Goal — Rewrite the lines of the records, starting at the line that contains "Mark each instance of the crown" and ending at the line that contains "x=435 y=139", as a Markdown table with a row number in the Row column and the line itself in the Text column, leaving out blank lines.

....................

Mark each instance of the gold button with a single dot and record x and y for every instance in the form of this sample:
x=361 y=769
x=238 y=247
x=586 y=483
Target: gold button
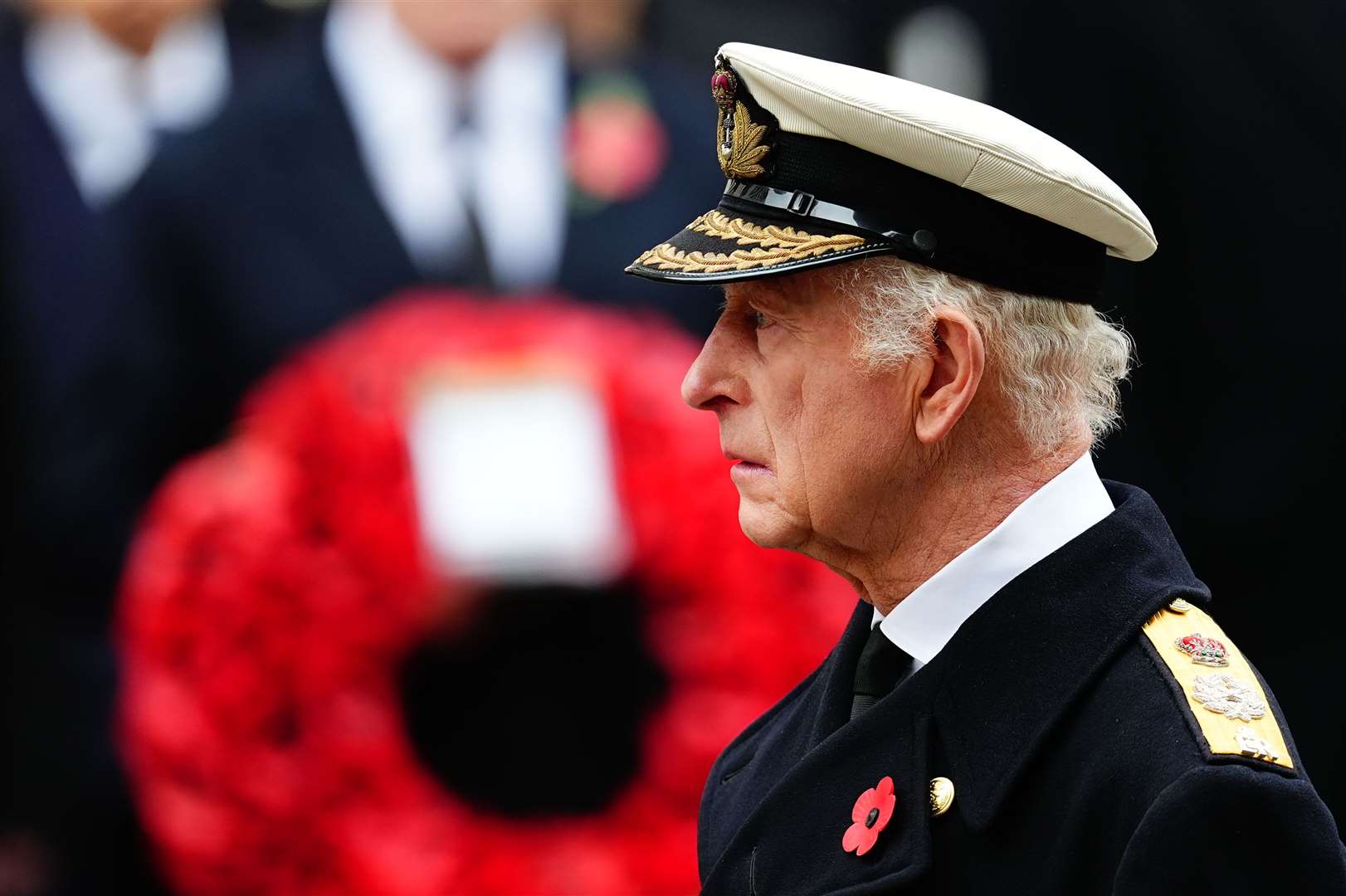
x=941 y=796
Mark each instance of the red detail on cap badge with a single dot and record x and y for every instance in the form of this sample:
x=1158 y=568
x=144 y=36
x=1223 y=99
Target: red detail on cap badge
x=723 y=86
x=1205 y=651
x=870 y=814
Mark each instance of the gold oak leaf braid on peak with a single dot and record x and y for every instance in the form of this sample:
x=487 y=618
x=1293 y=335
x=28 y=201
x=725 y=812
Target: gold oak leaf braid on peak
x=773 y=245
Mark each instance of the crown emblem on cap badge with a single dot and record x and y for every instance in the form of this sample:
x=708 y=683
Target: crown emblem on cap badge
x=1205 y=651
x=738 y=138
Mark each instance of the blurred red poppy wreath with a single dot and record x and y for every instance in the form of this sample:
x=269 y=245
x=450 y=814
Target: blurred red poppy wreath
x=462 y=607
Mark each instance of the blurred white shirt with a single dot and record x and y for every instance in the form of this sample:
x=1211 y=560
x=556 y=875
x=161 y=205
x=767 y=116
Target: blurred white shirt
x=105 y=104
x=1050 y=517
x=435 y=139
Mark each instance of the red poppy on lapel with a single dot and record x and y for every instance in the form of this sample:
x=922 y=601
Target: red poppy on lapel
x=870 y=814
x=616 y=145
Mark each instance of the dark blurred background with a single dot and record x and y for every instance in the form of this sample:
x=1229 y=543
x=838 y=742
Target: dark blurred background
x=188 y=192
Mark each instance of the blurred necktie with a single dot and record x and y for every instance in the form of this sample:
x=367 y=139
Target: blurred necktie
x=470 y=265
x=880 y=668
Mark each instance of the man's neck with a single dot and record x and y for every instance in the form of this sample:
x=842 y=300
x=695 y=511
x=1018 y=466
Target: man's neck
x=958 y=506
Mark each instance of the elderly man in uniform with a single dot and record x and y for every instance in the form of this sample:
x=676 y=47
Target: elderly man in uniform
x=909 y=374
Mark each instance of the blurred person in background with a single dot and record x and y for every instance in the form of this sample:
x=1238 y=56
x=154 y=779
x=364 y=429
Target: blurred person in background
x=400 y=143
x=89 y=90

....................

Output —
| Row | Text |
|---|---|
| 1 | Mark each instance of the crown emblem on cap badge with a single dot and record x and y for every instance in the form of this sample: |
| 2 | x=708 y=683 |
| 3 | Target: crown emblem on cap badge |
| 4 | x=1205 y=651 |
| 5 | x=738 y=138 |
| 6 | Mark each instance of the blurred red poppy wreath with a single dot and record x and y for every instance in the form of this sample: |
| 7 | x=269 y=245 |
| 8 | x=450 y=814 |
| 9 | Target: blurred red poppy wreath |
| 10 | x=462 y=607 |
| 11 | Mark each instance of the blurred white shirt with a single dot and record x and y for every instance in the form of this sample: |
| 12 | x=1211 y=560 |
| 13 | x=556 y=875 |
| 14 | x=161 y=205 |
| 15 | x=767 y=116 |
| 16 | Target: blurred white shirt |
| 17 | x=105 y=104 |
| 18 | x=1050 y=517 |
| 19 | x=435 y=139 |